• [ZU ERLEDIGENDE ARBEIT]
Beantworte bitte diese Fragen zum folgenden Text über europäische Ressourcensouveränität:
1. Wie viel Prozent seines Gases bezog Deutschland früher aus Russland?
2. Wie viel Geld investiert der öffentliche Haushalt aus dem Wirtschaftsstabilisierungsfonds?
3. Welche Krise brachte laut dem Text einen Innovationsschub hervor?

Europäische Ressourcensouveränität

Die energiepolitischen Erfahrungen mit Russland haben vor allem eines gezeigt: Es ist nicht ratsam, bei der Versorgung mit essenziellen Gütern zu großen Teilen auf nur einen Partner zu setzen – insbesondere, wenn das Verhältnis zu diesem Partner von Spannungen und unterschwelligem Misstrauen geprägt ist. Nun kämpfen Deutschland und Europa gerade händeringend mit den Auswirkungen des russischen Angriffskrieges auf die Ukraine und seinen wirtschaftlichen Folgen. Und die Moral von der Geschicht: Auf nur einen Partner verlass Dich nicht!

Abkopplung

Dass sich Europa, insbesondere aber Deutschland, nun von russischen Gasimporten entkoppelt, ist allen bewusst – in der Vergangenheit bezogen wir immerhin rund 55 Prozent unseres Gases aus Russland. Dass dies mit enormen Kosten verbunden ist, ist ebenfalls bekannt. Allein der öffentliche Haushalt investiert mehr als 200 Mrd. Euro aus dem Wirtschaftsstabilisierungsfonds in die Abschwächung der Energiekostensteigerung durch die Angebotsverknappung. Von den Kosten, die die privaten Haushalte und Unternehmen nun tragen müssen, ganz zu schweigen. Die Lektion hat einen hohen Preis – die Frage ist allein, ob aus den Fehlern gelernt wird.

Anpassungen

Russisches Gas wird nun durch Flüssiggas aus Kanada, den USA und anderen Nationen mit großen Förderkapazitäten substituiert. Dafür wurden sogenannte LNG-Terminals in Rekordtempo errichtet. Diese erlauben nun eine diversifizierte Gasimportstrategie – denn solange die Seewege frei sind, wird man sich so an den internationalen Märkten Gas beschaffen können. Dabei ist die Herkunft dieses Gases egal. Zwar steigt der Preis für das Gas aufgrund der höheren Komplexität des Transportes, aber dafür steigt eben auch die Unabhängigkeit. Auch im Inland wird der Ausbau der Gasförderung heiß diskutiert. Dabei wird auch das bislang geltende Moratorium zur Schiefergasförderung – auch Fracking genannt – auf den Prüfstand gestellt. Weiterhin werden Industrie und Haushalte angehalten, Gas einzusparen. Das bedeutet ohne Zweifel kurzfristige Komfort- und Wohlstandseinbußen – langfristig schafft es aber einen wichtigen Anreiz zu Effizienzsteigerungen und technologischem Vorsprung. So hat auch die Ölkrise der Siebzigerjahre einen Schub an Innovation und neuen technischen Lösungen hervorgebracht.

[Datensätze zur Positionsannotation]
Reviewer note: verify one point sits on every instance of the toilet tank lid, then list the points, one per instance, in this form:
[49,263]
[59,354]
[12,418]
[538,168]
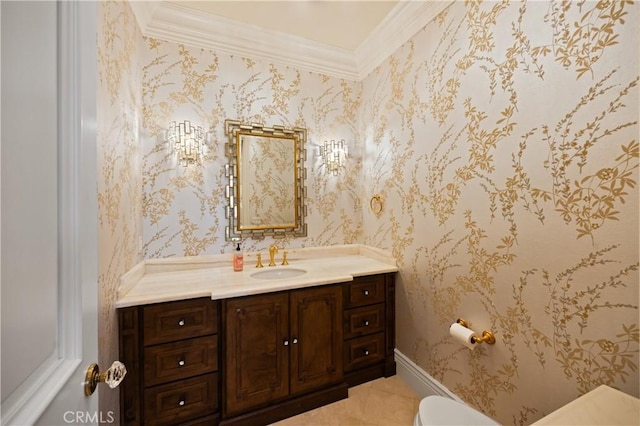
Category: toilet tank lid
[440,410]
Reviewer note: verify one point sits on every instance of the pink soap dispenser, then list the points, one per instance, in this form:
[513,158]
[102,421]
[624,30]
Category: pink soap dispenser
[238,259]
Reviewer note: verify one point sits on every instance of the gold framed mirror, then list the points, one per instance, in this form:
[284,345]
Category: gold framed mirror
[266,173]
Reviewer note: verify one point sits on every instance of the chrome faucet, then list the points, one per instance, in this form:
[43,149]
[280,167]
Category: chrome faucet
[273,249]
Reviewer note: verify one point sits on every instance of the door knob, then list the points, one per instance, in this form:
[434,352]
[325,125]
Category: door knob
[112,377]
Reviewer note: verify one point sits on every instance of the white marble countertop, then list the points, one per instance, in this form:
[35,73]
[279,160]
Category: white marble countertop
[602,406]
[164,280]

• [ANTWORT]
1. Rund 55 Prozent.
2. Mehr als 200 Mrd. Euro.
3. Die Ölkrise der Siebzigerjahre.